| What you need to do |
Reproduce all of the data below with every "rough mask" switched to "coarse mask" and nothing else changed. Leave the pictures out.

| Data for this exercise |
- - - - - - -

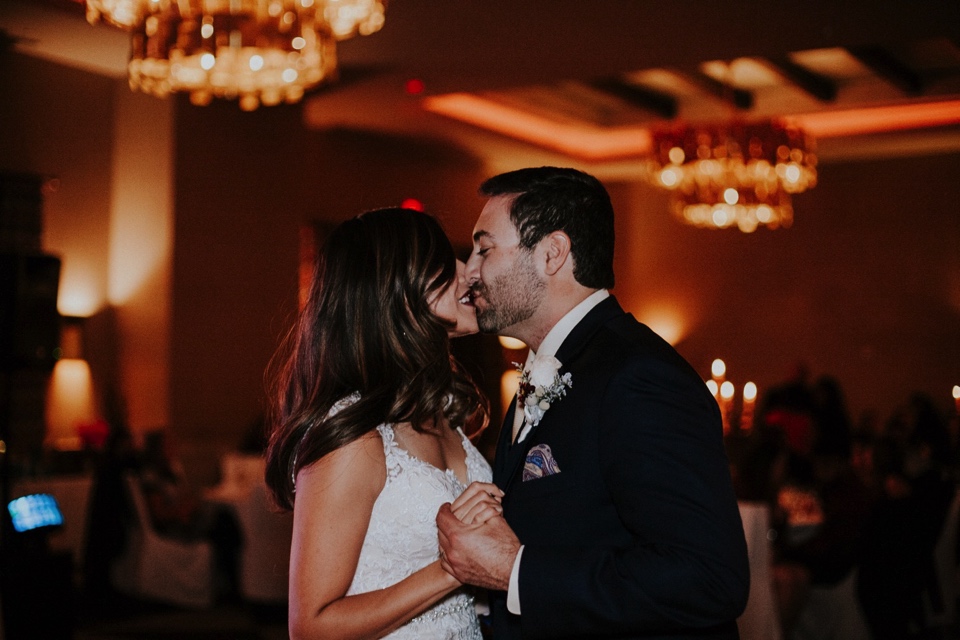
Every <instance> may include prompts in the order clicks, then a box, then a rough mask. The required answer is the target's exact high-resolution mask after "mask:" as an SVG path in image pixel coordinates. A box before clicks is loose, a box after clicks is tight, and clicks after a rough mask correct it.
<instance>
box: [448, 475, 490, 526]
mask: <svg viewBox="0 0 960 640" xmlns="http://www.w3.org/2000/svg"><path fill="white" fill-rule="evenodd" d="M502 498H503V491H501V490H500V487H498V486H497V485H495V484H490V483H488V482H472V483H471V484H470V486H469V487H467V488H466V490H464V492H463V493H461V494H460V497H459V498H457V499H456V500H454V502H453V506H452V509H453V514H454V515H455V516H457V518H459V519H460V521H461V522H463V523H465V524H483V523H484V522H486V521H487V520H489V519H490V518H495V517H497V516H499V515H502V514H503V507H502V506H500V501H501V500H502Z"/></svg>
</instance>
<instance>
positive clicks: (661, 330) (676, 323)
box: [634, 305, 688, 346]
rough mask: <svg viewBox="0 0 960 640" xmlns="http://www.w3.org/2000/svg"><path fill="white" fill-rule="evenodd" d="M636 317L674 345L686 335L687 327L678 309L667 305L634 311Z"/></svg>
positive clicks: (659, 334)
mask: <svg viewBox="0 0 960 640" xmlns="http://www.w3.org/2000/svg"><path fill="white" fill-rule="evenodd" d="M634 315H636V317H637V319H638V320H639V321H640V322H642V323H643V324H645V325H647V326H648V327H650V328H651V329H653V331H654V332H655V333H656V334H657V335H659V336H660V337H661V338H663V339H664V340H666V341H667V342H669V343H670V344H672V345H673V346H676V345H677V344H678V343H679V342H680V341H681V340H683V339H684V337H686V335H687V331H688V327H687V326H686V325H687V323H686V322H684V319H683V316H682V315H681V314H680V312H679V311H677V310H676V309H673V308H671V307H667V306H660V305H658V306H648V307H645V308H644V309H642V310H640V311H639V312H637V313H635V314H634Z"/></svg>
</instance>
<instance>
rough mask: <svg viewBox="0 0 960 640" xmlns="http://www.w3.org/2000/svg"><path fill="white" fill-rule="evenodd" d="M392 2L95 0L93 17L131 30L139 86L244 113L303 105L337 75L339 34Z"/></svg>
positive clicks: (170, 0)
mask: <svg viewBox="0 0 960 640" xmlns="http://www.w3.org/2000/svg"><path fill="white" fill-rule="evenodd" d="M385 6H386V3H385V0H231V2H222V1H221V0H180V1H178V2H173V0H87V18H88V20H89V21H90V22H96V21H98V20H101V19H102V20H104V21H105V22H109V23H110V24H113V25H115V26H119V27H121V28H124V29H129V30H130V31H131V46H130V63H129V65H128V71H129V76H130V87H131V88H132V89H137V90H140V91H143V92H145V93H149V94H152V95H156V96H161V97H162V96H166V95H167V94H169V93H173V92H184V93H189V94H190V100H191V102H193V103H194V104H198V105H203V104H208V103H209V102H210V100H211V99H212V98H214V97H218V98H237V99H238V100H239V103H240V107H241V108H242V109H244V110H247V111H249V110H253V109H256V108H257V107H258V106H259V105H260V104H264V105H275V104H279V103H281V102H288V103H292V102H297V101H298V100H300V99H301V98H302V97H303V94H304V91H306V90H307V89H310V88H312V87H314V86H317V85H318V84H319V83H320V82H322V81H324V80H325V79H328V78H332V77H334V75H335V73H336V41H337V40H342V39H345V38H349V37H352V36H354V35H357V34H360V35H367V34H370V33H373V32H375V31H377V30H379V29H380V28H381V27H382V26H383V23H384V11H385Z"/></svg>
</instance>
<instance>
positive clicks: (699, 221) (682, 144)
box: [647, 121, 817, 232]
mask: <svg viewBox="0 0 960 640" xmlns="http://www.w3.org/2000/svg"><path fill="white" fill-rule="evenodd" d="M652 137H653V142H652V147H651V155H650V158H649V160H648V162H647V167H648V175H649V177H650V180H651V182H653V184H655V185H657V186H658V187H661V188H664V189H667V190H669V191H670V192H671V193H672V194H673V203H672V207H673V210H674V212H675V213H676V215H677V216H678V217H679V218H680V219H681V220H683V221H684V222H687V223H689V224H692V225H695V226H698V227H707V228H716V229H722V228H728V227H736V228H738V229H740V230H741V231H745V232H751V231H754V230H756V229H757V228H758V227H760V226H766V227H770V228H777V227H789V226H790V225H791V224H792V222H793V207H792V205H791V202H790V196H791V195H792V194H795V193H801V192H803V191H806V190H807V189H809V188H811V187H813V186H815V185H816V183H817V170H816V165H817V157H816V154H815V153H814V150H813V140H812V138H811V137H810V136H808V135H807V134H805V133H804V131H803V130H802V129H800V128H799V127H796V126H789V125H786V124H784V123H782V122H779V121H764V122H756V123H745V122H732V123H728V124H722V125H698V126H687V125H679V126H672V127H665V128H660V129H655V130H653V132H652Z"/></svg>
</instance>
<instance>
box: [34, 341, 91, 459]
mask: <svg viewBox="0 0 960 640" xmlns="http://www.w3.org/2000/svg"><path fill="white" fill-rule="evenodd" d="M95 413H96V410H95V406H94V398H93V379H92V377H91V375H90V365H88V364H87V361H86V360H81V359H79V358H64V359H62V360H59V361H57V364H56V365H55V366H54V367H53V374H52V375H51V376H50V382H49V386H48V388H47V401H46V406H45V416H44V417H45V421H46V425H47V435H46V439H47V441H48V442H51V443H54V444H56V446H58V447H59V448H74V447H75V444H76V441H77V427H78V426H79V425H81V424H84V423H86V422H91V421H92V420H94V418H95V417H96V416H95Z"/></svg>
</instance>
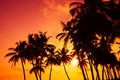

- - - - - - -

| Solution to the problem |
Every <instance> may include prompts in the order clicks, then a box, then a coarse mask. The required answer is the target's exact high-resolution mask after "mask:" as an SVG path in image pixel coordinates. A box before clicks is loose, a box after clicks is tight, and clicks after a coarse mask correct it.
<instance>
box: [448, 475, 490, 526]
mask: <svg viewBox="0 0 960 640" xmlns="http://www.w3.org/2000/svg"><path fill="white" fill-rule="evenodd" d="M502 498H503V491H501V490H500V487H498V486H497V485H495V484H490V483H488V482H472V483H471V484H470V486H469V487H467V488H466V490H464V492H463V493H461V494H460V497H459V498H457V499H456V500H454V502H453V506H452V509H453V514H454V515H455V516H457V518H459V519H460V521H461V522H463V523H465V524H483V523H484V522H486V521H487V520H489V519H490V518H495V517H497V516H499V515H502V514H503V507H502V506H500V501H501V500H502Z"/></svg>
</instance>
<instance>
positive clicks: (661, 330) (676, 323)
box: [634, 305, 688, 346]
coarse mask: <svg viewBox="0 0 960 640" xmlns="http://www.w3.org/2000/svg"><path fill="white" fill-rule="evenodd" d="M636 317L674 345L686 335L687 327L678 309L667 305L634 311Z"/></svg>
positive clicks: (659, 334)
mask: <svg viewBox="0 0 960 640" xmlns="http://www.w3.org/2000/svg"><path fill="white" fill-rule="evenodd" d="M634 315H636V317H637V319H638V320H639V321H640V322H642V323H643V324H645V325H647V326H648V327H650V328H651V329H653V331H654V332H655V333H656V334H657V335H659V336H660V337H661V338H663V339H664V340H666V341H667V342H669V343H670V344H672V345H673V346H676V345H677V344H678V343H679V342H680V341H681V340H683V339H684V337H686V335H687V331H688V327H687V326H686V325H687V323H686V322H684V319H683V316H682V315H681V314H680V312H679V311H677V310H676V309H673V308H671V307H667V306H660V305H658V306H648V307H645V308H644V309H642V310H640V311H639V312H637V313H635V314H634Z"/></svg>
</instance>
<instance>
coarse mask: <svg viewBox="0 0 960 640" xmlns="http://www.w3.org/2000/svg"><path fill="white" fill-rule="evenodd" d="M392 2L95 0L93 17L131 30L139 86L244 113L303 105L337 75L339 34Z"/></svg>
positive clicks: (170, 0)
mask: <svg viewBox="0 0 960 640" xmlns="http://www.w3.org/2000/svg"><path fill="white" fill-rule="evenodd" d="M385 6H386V3H385V0H231V2H222V1H221V0H180V1H178V2H173V0H87V18H88V20H89V21H90V22H96V21H98V20H101V19H102V20H104V21H105V22H109V23H110V24H113V25H115V26H119V27H121V28H124V29H129V30H130V31H131V46H130V63H129V65H128V71H129V76H130V87H131V88H132V89H137V90H140V91H143V92H145V93H149V94H152V95H156V96H161V97H162V96H166V95H167V94H169V93H173V92H184V93H189V94H190V100H191V102H193V103H194V104H198V105H203V104H208V103H209V102H210V100H211V99H212V98H214V97H218V98H237V99H238V100H239V103H240V107H241V108H242V109H244V110H247V111H249V110H253V109H256V108H257V107H258V106H259V105H260V104H264V105H275V104H279V103H281V102H288V103H292V102H297V101H298V100H300V99H301V98H302V97H303V94H304V91H306V90H307V89H310V88H312V87H314V86H317V85H318V84H319V83H320V82H322V81H324V80H325V79H328V78H332V77H334V75H335V73H336V41H337V40H342V39H345V38H349V37H352V36H354V35H357V34H360V35H367V34H370V33H373V32H375V31H377V30H379V29H380V28H381V27H382V26H383V23H384V11H385Z"/></svg>
</instance>
<instance>
positive clicks: (699, 221) (682, 144)
box: [647, 121, 817, 232]
mask: <svg viewBox="0 0 960 640" xmlns="http://www.w3.org/2000/svg"><path fill="white" fill-rule="evenodd" d="M652 137H653V142H652V147H651V155H650V158H649V160H648V162H647V167H648V175H649V177H650V180H651V182H653V184H655V185H657V186H658V187H661V188H664V189H667V190H669V191H670V192H671V193H672V194H673V203H672V207H673V210H674V212H675V213H676V215H677V216H678V217H679V218H680V219H681V220H683V221H684V222H687V223H689V224H692V225H695V226H698V227H707V228H716V229H722V228H728V227H736V228H738V229H740V230H741V231H745V232H751V231H754V230H756V229H757V228H758V227H760V226H766V227H770V228H777V227H789V226H790V225H791V224H792V222H793V207H792V205H791V202H790V196H791V195H792V194H795V193H801V192H803V191H806V190H807V189H809V188H811V187H813V186H815V185H816V183H817V170H816V165H817V157H816V154H815V153H814V150H813V140H812V138H811V137H810V136H808V135H807V134H805V133H804V131H803V130H802V129H800V128H799V127H796V126H789V125H786V124H784V123H782V122H779V121H764V122H756V123H745V122H732V123H728V124H722V125H698V126H687V125H679V126H672V127H665V128H660V129H655V130H653V132H652Z"/></svg>
</instance>
<instance>
box: [34, 341, 91, 459]
mask: <svg viewBox="0 0 960 640" xmlns="http://www.w3.org/2000/svg"><path fill="white" fill-rule="evenodd" d="M95 413H96V410H95V406H94V398H93V379H92V377H91V375H90V365H88V364H87V361H86V360H81V359H79V358H64V359H62V360H59V361H57V364H56V365H55V366H54V367H53V374H52V375H51V376H50V382H49V386H48V388H47V401H46V406H45V416H44V417H45V421H46V425H47V435H46V439H47V441H48V442H51V443H54V444H56V446H58V447H59V448H74V447H75V444H76V441H77V427H78V426H79V425H81V424H84V423H86V422H91V421H92V420H94V418H95V417H96V416H95Z"/></svg>
</instance>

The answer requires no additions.